● REQUIRED TASK:
Copy the records below word for word, starting with their first line and ending with the line that contains "[[903, 214, 930, 250]]".

(Saved data entries)

╔══

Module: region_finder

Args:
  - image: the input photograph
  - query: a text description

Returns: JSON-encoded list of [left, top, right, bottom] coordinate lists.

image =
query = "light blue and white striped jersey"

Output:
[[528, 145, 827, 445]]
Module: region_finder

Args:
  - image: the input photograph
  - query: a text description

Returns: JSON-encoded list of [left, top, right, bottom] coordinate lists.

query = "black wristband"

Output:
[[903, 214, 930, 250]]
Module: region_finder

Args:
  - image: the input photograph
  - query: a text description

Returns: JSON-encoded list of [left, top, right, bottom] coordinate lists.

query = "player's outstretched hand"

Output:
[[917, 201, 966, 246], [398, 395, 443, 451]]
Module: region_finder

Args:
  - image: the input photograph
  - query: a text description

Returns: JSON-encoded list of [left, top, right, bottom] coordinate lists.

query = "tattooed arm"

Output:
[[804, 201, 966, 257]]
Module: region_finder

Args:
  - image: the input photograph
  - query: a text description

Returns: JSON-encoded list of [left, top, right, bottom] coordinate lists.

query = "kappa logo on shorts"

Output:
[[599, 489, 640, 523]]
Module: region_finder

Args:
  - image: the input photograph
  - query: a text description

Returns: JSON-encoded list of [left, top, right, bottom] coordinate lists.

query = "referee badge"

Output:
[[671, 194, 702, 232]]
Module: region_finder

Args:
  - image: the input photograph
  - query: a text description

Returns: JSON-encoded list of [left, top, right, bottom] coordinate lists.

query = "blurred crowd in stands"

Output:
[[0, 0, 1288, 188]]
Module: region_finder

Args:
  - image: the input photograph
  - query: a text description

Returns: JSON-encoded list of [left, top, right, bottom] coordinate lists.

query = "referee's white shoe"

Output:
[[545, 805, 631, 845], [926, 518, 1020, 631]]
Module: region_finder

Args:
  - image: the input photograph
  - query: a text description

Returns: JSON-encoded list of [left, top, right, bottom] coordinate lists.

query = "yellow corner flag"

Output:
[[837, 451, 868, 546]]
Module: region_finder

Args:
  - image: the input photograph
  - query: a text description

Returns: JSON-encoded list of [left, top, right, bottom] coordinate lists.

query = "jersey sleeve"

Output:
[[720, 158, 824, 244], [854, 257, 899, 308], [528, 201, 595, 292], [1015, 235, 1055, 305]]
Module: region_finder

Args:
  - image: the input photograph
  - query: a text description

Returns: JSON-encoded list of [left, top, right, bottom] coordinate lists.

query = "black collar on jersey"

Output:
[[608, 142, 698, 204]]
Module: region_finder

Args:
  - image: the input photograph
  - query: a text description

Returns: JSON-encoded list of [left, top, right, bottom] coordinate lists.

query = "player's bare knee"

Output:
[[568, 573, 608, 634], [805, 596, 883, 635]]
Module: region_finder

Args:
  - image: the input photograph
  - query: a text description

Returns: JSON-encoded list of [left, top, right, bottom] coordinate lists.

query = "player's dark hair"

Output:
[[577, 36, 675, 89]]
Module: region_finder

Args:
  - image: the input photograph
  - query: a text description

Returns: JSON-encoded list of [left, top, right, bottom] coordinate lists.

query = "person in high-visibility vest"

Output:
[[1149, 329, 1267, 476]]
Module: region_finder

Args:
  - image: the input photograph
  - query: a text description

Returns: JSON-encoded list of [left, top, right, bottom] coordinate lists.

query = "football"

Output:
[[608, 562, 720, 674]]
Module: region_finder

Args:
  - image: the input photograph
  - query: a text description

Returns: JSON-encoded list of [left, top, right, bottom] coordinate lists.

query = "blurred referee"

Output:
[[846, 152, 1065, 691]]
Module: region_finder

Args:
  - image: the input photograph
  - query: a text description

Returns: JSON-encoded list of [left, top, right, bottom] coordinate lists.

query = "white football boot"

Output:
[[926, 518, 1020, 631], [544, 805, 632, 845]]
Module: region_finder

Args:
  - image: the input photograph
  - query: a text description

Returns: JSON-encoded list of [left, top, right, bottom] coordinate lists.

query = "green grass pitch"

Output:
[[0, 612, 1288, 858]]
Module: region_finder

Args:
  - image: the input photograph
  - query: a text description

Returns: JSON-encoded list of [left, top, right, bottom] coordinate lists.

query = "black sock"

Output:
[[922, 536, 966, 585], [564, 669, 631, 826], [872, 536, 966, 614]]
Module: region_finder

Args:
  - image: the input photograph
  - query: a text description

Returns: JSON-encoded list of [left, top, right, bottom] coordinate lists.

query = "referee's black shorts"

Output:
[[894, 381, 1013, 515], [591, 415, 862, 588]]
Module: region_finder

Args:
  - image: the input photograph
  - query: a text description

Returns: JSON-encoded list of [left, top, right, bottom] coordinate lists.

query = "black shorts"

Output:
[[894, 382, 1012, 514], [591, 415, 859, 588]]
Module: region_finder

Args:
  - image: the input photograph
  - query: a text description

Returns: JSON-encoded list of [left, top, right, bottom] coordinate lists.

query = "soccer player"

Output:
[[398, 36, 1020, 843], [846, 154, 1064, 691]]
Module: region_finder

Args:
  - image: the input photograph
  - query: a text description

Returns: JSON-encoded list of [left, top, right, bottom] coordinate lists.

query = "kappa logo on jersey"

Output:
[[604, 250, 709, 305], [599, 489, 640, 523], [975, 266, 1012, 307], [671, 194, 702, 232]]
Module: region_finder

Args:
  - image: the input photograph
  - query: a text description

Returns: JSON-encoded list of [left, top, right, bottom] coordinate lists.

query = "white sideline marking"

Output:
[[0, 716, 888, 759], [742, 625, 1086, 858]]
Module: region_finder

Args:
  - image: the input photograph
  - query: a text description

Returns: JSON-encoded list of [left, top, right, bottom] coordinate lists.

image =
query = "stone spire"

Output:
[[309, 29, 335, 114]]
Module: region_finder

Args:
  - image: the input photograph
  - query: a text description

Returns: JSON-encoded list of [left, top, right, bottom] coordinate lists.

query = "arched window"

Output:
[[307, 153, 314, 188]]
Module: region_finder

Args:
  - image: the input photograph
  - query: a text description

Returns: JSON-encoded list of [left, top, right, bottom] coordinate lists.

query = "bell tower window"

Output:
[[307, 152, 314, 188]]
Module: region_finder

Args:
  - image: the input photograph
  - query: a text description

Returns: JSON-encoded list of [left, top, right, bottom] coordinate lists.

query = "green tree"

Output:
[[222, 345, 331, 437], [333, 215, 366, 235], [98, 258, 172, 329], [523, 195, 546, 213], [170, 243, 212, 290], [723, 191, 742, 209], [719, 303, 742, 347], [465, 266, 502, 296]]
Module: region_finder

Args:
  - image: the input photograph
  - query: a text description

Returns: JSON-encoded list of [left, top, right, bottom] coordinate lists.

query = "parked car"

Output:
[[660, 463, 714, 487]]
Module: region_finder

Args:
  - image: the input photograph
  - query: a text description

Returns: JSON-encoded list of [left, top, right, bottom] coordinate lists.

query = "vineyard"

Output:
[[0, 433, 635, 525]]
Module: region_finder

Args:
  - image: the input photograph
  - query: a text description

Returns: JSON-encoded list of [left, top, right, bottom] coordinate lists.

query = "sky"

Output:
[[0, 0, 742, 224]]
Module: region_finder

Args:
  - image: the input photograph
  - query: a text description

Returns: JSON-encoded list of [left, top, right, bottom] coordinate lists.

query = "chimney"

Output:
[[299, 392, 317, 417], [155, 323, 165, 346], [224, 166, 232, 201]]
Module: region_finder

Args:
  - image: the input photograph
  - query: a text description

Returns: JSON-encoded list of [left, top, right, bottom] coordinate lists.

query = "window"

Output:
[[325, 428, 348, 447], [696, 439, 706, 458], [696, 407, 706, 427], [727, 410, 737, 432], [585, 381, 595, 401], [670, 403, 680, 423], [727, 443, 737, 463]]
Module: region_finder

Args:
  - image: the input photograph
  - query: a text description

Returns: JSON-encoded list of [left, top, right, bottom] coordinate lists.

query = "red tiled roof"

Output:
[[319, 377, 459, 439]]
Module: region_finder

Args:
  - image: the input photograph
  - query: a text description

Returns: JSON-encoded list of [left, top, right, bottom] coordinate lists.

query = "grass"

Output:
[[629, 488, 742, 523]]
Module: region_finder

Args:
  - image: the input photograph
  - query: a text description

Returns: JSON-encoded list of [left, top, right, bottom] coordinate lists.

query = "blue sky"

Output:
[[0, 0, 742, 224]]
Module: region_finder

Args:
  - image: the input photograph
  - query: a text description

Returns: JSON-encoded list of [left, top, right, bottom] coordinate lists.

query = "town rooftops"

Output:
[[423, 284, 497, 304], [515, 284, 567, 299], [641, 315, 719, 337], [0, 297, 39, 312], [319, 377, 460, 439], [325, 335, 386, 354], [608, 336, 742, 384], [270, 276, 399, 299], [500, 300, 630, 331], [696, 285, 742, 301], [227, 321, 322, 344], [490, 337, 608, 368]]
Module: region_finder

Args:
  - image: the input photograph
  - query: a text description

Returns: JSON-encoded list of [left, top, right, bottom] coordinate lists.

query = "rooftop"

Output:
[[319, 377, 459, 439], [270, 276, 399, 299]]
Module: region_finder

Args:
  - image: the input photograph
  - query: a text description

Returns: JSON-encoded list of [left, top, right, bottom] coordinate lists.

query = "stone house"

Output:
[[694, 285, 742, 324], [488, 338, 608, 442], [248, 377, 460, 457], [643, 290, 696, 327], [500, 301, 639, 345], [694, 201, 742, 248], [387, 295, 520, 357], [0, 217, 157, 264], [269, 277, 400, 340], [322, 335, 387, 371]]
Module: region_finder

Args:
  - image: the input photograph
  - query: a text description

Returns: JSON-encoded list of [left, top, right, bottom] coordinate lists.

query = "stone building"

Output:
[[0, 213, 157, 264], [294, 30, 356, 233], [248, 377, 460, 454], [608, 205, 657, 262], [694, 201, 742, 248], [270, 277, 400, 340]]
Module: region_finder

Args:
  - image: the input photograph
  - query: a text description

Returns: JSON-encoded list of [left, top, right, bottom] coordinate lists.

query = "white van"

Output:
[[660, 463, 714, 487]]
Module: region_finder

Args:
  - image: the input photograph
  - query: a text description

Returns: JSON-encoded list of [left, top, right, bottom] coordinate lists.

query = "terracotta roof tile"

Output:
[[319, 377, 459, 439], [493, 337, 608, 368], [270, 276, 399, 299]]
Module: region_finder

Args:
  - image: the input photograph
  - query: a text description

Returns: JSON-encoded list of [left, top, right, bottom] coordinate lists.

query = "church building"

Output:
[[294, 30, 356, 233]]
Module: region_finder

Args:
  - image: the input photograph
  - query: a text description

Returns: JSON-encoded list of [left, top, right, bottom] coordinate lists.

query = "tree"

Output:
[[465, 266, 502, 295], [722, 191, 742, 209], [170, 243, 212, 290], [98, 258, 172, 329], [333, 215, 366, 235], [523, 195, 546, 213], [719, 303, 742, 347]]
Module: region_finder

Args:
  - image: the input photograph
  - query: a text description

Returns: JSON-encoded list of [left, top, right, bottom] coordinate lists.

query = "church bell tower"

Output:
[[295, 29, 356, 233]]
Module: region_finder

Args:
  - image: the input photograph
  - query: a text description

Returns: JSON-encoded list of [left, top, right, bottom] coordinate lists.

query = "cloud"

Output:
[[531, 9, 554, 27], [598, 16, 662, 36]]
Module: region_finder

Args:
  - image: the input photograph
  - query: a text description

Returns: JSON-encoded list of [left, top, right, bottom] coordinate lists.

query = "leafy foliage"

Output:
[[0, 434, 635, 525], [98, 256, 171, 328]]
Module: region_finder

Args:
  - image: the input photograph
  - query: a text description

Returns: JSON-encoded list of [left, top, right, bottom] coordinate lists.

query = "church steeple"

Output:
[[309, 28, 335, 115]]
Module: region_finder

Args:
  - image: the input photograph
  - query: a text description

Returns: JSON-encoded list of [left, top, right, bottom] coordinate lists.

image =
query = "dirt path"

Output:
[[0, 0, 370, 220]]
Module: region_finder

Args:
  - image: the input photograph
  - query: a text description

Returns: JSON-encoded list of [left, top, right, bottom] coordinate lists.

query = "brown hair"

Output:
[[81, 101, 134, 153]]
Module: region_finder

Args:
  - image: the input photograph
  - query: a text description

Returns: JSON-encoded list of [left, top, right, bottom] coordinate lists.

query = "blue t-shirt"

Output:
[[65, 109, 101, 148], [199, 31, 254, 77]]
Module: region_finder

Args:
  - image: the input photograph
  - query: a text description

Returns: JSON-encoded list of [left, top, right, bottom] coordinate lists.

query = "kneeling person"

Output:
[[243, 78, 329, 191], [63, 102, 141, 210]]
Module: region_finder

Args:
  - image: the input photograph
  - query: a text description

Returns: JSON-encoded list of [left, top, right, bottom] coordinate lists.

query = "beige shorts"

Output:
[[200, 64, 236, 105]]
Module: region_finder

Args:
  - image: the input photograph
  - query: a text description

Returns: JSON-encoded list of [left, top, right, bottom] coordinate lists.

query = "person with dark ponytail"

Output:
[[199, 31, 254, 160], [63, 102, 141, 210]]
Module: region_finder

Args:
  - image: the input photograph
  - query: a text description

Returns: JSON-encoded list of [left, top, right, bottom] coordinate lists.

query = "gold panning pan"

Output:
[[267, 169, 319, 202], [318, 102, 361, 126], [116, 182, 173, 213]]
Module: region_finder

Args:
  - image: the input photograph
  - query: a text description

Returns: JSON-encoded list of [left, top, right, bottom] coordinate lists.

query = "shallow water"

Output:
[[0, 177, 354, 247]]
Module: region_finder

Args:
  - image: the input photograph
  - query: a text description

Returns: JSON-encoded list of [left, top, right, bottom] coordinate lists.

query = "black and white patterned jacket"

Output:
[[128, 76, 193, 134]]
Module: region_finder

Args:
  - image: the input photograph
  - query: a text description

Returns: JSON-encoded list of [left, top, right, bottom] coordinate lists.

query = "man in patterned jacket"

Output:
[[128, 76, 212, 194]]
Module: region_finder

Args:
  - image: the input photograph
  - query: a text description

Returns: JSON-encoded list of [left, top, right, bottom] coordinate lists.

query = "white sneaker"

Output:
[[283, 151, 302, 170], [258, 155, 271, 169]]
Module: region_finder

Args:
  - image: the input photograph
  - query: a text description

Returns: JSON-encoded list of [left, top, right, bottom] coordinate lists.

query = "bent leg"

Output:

╚══

● ANSWER IN FULL:
Module: region_finder

Args:
  - image: the input photograph
  - query: a text description

Returns: JSON-encoded list of [left, top, right, bottom] coordinate lists.

image =
query = "light blue and white striped jersey"

Output:
[[528, 145, 827, 445]]
Module: region_finder

Args:
  - image: the input photograph
  - query: a text description

Returns: JSON-encoded list of [left, top, right, bottom] coordinate lists.

query = "black wristband"

Output:
[[903, 214, 930, 250]]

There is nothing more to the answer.